● Written task
Please recast every line of the listing below as a JSON list of strings, one string per line, with blank lines omitted.

(Point-based annotation data)
****************************************

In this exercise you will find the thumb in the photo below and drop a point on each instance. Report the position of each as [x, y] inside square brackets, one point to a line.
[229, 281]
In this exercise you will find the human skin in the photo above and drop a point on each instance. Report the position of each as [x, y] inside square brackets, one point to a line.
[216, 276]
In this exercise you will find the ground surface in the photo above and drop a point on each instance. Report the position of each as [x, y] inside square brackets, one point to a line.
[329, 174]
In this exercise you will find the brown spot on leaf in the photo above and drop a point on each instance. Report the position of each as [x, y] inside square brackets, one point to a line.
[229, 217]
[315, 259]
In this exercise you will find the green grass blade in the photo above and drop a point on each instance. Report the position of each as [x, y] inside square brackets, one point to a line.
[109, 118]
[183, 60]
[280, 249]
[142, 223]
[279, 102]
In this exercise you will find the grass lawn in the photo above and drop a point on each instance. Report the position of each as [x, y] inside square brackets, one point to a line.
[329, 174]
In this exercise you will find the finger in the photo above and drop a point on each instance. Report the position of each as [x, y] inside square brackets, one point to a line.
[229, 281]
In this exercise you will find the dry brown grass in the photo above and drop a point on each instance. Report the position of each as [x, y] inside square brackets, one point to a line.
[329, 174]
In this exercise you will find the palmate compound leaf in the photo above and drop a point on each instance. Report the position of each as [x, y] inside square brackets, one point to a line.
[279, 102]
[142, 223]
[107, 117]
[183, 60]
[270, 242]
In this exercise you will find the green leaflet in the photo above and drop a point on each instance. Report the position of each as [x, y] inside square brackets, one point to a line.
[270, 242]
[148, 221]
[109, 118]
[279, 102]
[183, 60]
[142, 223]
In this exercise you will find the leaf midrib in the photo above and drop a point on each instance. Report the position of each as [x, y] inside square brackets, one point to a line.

****************************************

● Answer for the task
[
  "In this exercise you will find the thumb in the photo below and drop a point on each instance. Report the position of each as [x, y] inside square brackets, one point to a line.",
  "[229, 281]",
  "In this exercise you will find the human skin in the photo above and drop a point on each instance. Report the position of each as [x, y] inside square brackets, one point to a line.",
  "[216, 276]",
  "In this exercise you will find the ground surface in the photo above and drop a point on each instance. Report the position of each as [x, y] inside square brackets, one point to a line.",
  "[329, 174]",
  "In this exercise you will find the brown spot on leaf in the photo above and drop a point on each instance. Report the position of each as [x, y] inside square brackets, one point to a line.",
  "[229, 217]",
  "[315, 259]",
  "In this exercise you will find the green grass blade in the photo above and drop a point on each instance. Report the position of each as [x, y] inside square brackets, one point to a line.",
  "[109, 118]",
  "[183, 60]",
  "[280, 249]",
  "[142, 223]",
  "[279, 102]",
  "In this exercise you will find the grass lawn in the photo above and drop a point on each instance. Report the position of each as [x, y] inside square brackets, one point to a line.",
  "[329, 174]",
  "In this exercise you will find the finger in the photo above and drop a point on each instance. Report the position of each as [x, y] inside square brackets, one point to a line.",
  "[229, 281]",
  "In this exercise you will find the dry brown grass in the photo above and drop a point on each instance. Report the position of each as [x, y] inside square brackets, one point to a line.",
  "[329, 174]",
  "In this exercise you will find the palmate compound leaf in the photo above and drop a point on each instance. Report the position of each as [x, y] inside square brackets, one point to a line.",
  "[279, 102]",
  "[142, 223]",
  "[107, 117]",
  "[183, 60]",
  "[270, 242]",
  "In this exercise you will find the green leaflet in the photo above and drop a point on each instance. Report the position of each as [x, y] inside square brackets, one point to a line.",
  "[270, 242]",
  "[148, 221]",
  "[109, 118]",
  "[279, 102]",
  "[183, 60]",
  "[142, 223]",
  "In this exercise you will find the leaf midrib in the photo above and drop a point on each instance. Report the position of each as [x, y] inside square brackets, one point to a line."
]